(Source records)
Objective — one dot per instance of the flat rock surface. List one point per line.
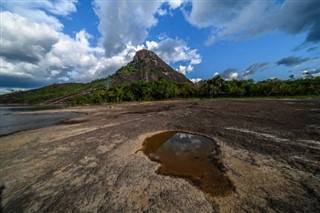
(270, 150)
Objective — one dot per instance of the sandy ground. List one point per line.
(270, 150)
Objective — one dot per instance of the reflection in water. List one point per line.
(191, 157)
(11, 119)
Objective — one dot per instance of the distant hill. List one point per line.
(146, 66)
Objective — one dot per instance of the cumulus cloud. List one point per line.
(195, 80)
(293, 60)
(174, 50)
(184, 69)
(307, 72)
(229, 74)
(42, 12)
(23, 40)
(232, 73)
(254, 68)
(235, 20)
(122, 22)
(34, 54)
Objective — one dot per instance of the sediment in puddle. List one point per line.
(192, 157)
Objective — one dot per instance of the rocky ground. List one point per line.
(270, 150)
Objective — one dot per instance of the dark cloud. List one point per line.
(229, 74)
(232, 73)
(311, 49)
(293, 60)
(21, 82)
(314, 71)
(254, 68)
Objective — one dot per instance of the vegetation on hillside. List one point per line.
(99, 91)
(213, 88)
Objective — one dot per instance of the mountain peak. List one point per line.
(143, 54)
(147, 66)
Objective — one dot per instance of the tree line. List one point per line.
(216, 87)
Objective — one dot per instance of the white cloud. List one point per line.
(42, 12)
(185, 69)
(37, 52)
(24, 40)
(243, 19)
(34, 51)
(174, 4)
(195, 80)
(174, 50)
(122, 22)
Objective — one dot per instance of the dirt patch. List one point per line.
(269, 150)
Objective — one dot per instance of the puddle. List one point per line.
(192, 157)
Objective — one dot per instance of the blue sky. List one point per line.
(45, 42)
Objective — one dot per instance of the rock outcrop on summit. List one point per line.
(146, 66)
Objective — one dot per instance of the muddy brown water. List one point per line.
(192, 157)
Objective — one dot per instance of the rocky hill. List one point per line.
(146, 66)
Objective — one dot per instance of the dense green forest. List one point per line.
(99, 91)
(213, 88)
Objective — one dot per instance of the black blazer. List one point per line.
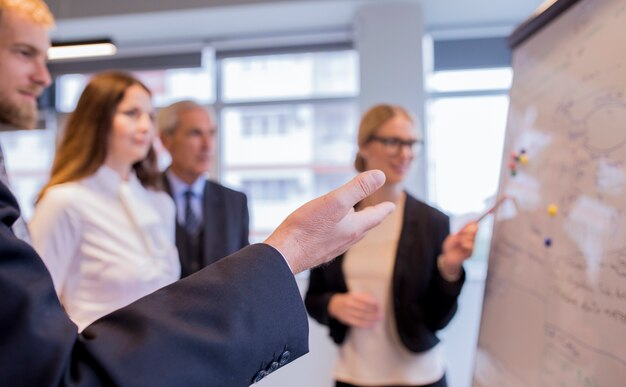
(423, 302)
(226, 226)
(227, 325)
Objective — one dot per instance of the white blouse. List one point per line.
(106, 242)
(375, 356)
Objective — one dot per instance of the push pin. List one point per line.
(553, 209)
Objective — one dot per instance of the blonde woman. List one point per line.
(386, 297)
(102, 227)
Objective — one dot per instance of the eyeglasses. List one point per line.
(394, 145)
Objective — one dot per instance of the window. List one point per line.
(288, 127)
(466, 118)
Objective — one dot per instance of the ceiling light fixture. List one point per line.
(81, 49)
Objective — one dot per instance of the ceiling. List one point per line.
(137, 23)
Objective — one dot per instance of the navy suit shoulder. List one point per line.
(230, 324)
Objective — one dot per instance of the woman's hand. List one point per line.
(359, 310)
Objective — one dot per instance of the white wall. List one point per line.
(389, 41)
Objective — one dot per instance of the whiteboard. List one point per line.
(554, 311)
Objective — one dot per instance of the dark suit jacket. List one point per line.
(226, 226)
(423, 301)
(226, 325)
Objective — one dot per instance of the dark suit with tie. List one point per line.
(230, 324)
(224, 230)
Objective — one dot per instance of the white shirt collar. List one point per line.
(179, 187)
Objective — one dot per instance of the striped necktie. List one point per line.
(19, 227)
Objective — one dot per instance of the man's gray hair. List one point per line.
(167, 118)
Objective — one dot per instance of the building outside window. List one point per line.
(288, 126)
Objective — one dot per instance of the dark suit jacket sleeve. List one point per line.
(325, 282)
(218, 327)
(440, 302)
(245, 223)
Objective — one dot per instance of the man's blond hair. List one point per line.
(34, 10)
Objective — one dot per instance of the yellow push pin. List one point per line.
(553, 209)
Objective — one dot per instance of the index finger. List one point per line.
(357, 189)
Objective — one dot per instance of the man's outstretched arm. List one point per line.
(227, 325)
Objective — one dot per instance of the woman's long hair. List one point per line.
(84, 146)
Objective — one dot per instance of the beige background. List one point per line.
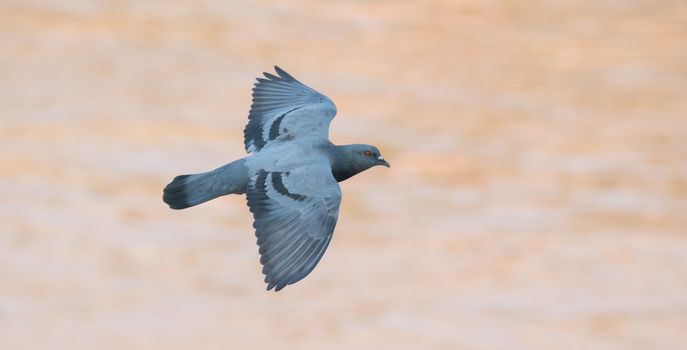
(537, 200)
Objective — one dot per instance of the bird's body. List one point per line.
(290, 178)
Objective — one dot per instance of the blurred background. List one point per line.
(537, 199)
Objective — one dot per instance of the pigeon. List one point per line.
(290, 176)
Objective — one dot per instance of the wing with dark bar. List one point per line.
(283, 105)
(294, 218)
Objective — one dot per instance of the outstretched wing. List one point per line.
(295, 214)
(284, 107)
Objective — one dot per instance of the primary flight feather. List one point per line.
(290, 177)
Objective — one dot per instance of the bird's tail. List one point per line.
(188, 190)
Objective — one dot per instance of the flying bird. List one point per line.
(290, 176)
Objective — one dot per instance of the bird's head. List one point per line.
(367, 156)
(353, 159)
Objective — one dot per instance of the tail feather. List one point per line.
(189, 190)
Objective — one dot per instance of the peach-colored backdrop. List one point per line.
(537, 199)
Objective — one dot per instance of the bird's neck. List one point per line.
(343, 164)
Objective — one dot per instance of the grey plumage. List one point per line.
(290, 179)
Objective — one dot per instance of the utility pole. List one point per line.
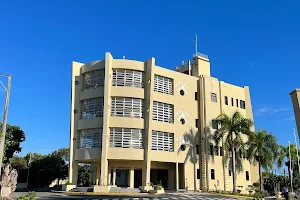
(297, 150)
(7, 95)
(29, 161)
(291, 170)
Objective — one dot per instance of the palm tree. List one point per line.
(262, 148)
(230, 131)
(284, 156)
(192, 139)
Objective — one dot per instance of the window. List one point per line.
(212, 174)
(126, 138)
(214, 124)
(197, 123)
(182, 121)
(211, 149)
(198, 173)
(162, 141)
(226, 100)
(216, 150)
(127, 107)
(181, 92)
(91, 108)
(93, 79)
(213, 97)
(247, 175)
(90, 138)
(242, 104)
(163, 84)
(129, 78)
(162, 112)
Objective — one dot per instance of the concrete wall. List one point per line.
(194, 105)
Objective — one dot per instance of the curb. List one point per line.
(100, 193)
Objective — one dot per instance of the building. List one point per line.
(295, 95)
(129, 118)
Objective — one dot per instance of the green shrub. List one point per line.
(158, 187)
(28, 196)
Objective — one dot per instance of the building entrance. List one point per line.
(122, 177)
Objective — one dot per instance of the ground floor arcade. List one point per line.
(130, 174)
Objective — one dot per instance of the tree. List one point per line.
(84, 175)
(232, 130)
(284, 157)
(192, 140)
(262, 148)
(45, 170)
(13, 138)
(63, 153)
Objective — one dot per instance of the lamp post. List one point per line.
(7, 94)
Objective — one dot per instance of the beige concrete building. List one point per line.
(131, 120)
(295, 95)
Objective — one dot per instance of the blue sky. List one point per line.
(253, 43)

_Exercise details_
An exact copy of all entries is needed, with no pictures in it.

_Response below_
Objective — one dot per instance of the flat rock surface. List one point per line.
(270, 150)
Objective — one dot per instance of the sandy ground. List one point per line.
(270, 150)
Objective — one dot per instance of the reflection in water. List one point per line.
(191, 157)
(11, 119)
Objective — one dot per instance of the distant hill. List one point per line.
(146, 66)
Objective — one dot per instance of the cumulus cloud. List one point per line.
(195, 80)
(293, 60)
(174, 50)
(184, 69)
(307, 72)
(229, 74)
(42, 12)
(23, 40)
(232, 73)
(254, 68)
(235, 20)
(122, 22)
(34, 54)
Objective — one dot per instance of the sediment in puddle. List one point per line.
(192, 157)
Objective — one dot per instance of the rocky ground. List one point per line.
(270, 150)
Objective — one dot per instance of the dark cloud. List one point per line.
(229, 74)
(232, 73)
(311, 49)
(293, 60)
(21, 82)
(314, 71)
(254, 68)
Objective — one dot per instance of the vegetation on hillside. List one point per line.
(99, 91)
(213, 88)
Objective — one dot per instance of the mountain peak. List one point per line.
(143, 54)
(147, 66)
Objective — one dot per instance of the tree line. List one point per line.
(216, 87)
Objective — one dot per instance of the white cloud. List one point per line.
(42, 12)
(185, 69)
(37, 52)
(24, 40)
(243, 19)
(34, 51)
(174, 4)
(195, 80)
(174, 50)
(122, 22)
Objective — one dot per instance of the dirt patch. List one point per line.
(269, 150)
Objective — one dot per instance of the puddle. List one point per line.
(192, 157)
Objective — one dot per instance of the blue sky. List one point per line.
(45, 42)
Objective — one dot per instance of the rock outcrop on summit. List one point per line.
(146, 66)
Objective — one dot per instance of the muddy brown water. List one point per line.
(192, 157)
Objective — one dot per instance of the rocky hill. List one point per line.
(146, 66)
Objective — one dot per instance of the dense green forest. List one point per line.
(99, 91)
(213, 88)
Objective — one dot per instance of the black blazer. List one point per line.
(423, 302)
(226, 226)
(227, 325)
Objective — one dot per instance of the white blouse. List one point per line.
(106, 242)
(375, 356)
Objective — one dot per instance of the push pin. List one point per line.
(553, 209)
Objective — one dot per instance of the blonde woman. List one point per line.
(386, 297)
(102, 227)
Objective — one dot per instance of the eyeglasses. List one point per line.
(394, 145)
Objective — one dot per instance of the window. List one point per line.
(288, 127)
(466, 118)
Objective — one dot per instance of the ceiling light fixture. List one point per line.
(81, 49)
Objective — one dot per instance of the ceiling. List one point per line.
(137, 23)
Objective — one dot per instance of the navy suit shoulder. List one point per line.
(230, 324)
Objective — one dot per instance of the woman's hand. List one point per line.
(359, 310)
Objective — one dot per instance of the white wall. List one point per line.
(389, 41)
Objective — one dot per instance of the whiteboard. List one point per line.
(554, 311)
Objective — one dot per instance of the dark suit jacket. List one point per line.
(226, 226)
(423, 301)
(226, 325)
Objective — one dot per instance of the dark suit with tie. List one point per line.
(230, 324)
(224, 230)
Objective — one dot per instance of the white shirt collar. List one point per line.
(179, 187)
Objective — one dot per instance of the striped necktie. List one point per line.
(19, 227)
Objective — one dot per instance of the man's gray hair. List one point per line.
(167, 118)
Objective — one dot per instance of the building outside window. List one point per line.
(288, 126)
Objective — one dot per instance of the dark suit jacket sleeve. List one point per line.
(325, 282)
(218, 327)
(440, 302)
(245, 223)
Objective — one dot per instance of the man's blond hair. List one point per line.
(34, 10)
Objective — one dot per instance of the yellow push pin. List one point per line.
(553, 209)
Objective — one dot per instance of the index finger. List one point per line.
(357, 189)
Objective — one dot per instance of the man's outstretched arm. List one point per line.
(227, 325)
Objective — one dot per instance of the woman's long hair. List one point per line.
(84, 146)
Objective — one dot per instance of the beige background. List one point per line.
(537, 200)
Objective — one dot per instance of the bird's body. List one point per line.
(290, 178)
Objective — one dot per instance of the blurred background. List one point per line.
(537, 199)
Objective — one dot per instance of the pigeon. List one point per line.
(290, 176)
Objective — one dot per instance of the wing with dark bar. List one point per line.
(283, 105)
(294, 218)
Objective — one dot per instance of the outstretched wing. List one point per line.
(295, 214)
(284, 107)
Objective — one dot per instance of the primary flight feather. List one point per line.
(290, 177)
Objective — one dot per instance of the bird's tail. List one point per line.
(188, 190)
Objective — one dot per instance of the flying bird. List one point per line.
(290, 176)
Objective — one dot per instance of the bird's head. List one point per line.
(367, 156)
(353, 159)
Objective — one dot per instance of the tail feather. List one point per line.
(189, 190)
Objective — one dot per instance of the peach-colored backdrop. List one point per line.
(537, 199)
Objective — one dot per instance of the bird's neck. List one point per line.
(343, 164)
Objective — one dot per instance of the grey plumage. List one point per line.
(290, 179)
Objective — one dot per instance of the utility pole. List one point per line.
(297, 150)
(7, 95)
(29, 161)
(291, 170)
Objective — one dot per instance of the palm tree. List one point per line.
(262, 148)
(230, 131)
(284, 156)
(192, 139)
Objective — one dot per instance of the window. List one point per line.
(212, 174)
(126, 138)
(214, 124)
(197, 123)
(182, 121)
(211, 149)
(198, 173)
(162, 141)
(226, 100)
(216, 150)
(127, 107)
(181, 92)
(91, 108)
(93, 79)
(213, 97)
(247, 175)
(90, 138)
(242, 104)
(163, 84)
(129, 78)
(162, 112)
Objective — one dot per instance of the concrete wall. List one point per line.
(194, 105)
Objective — one dot per instance of the curb. List one point per line.
(100, 193)
Objective — one dot per instance of the building. List one point per line.
(295, 95)
(129, 118)
Objective — one dot per instance of the green shrub. List one point per line.
(158, 187)
(28, 196)
Objective — one dot per instance of the building entrance. List one point per line.
(122, 177)
Objective — one dot per instance of the ground floor arcade. List one point per line.
(130, 174)
Objective — one dot per instance of the tree. List one point per line.
(84, 175)
(232, 130)
(284, 157)
(192, 140)
(262, 148)
(45, 170)
(13, 138)
(63, 153)
Objective — one dot per instance of the lamp post. List one point per line.
(7, 94)
Objective — one dot per instance of the beige concrete building. List one point per line.
(131, 120)
(295, 95)
Objective — one dot per instance of the blue sky. List one point per line.
(253, 43)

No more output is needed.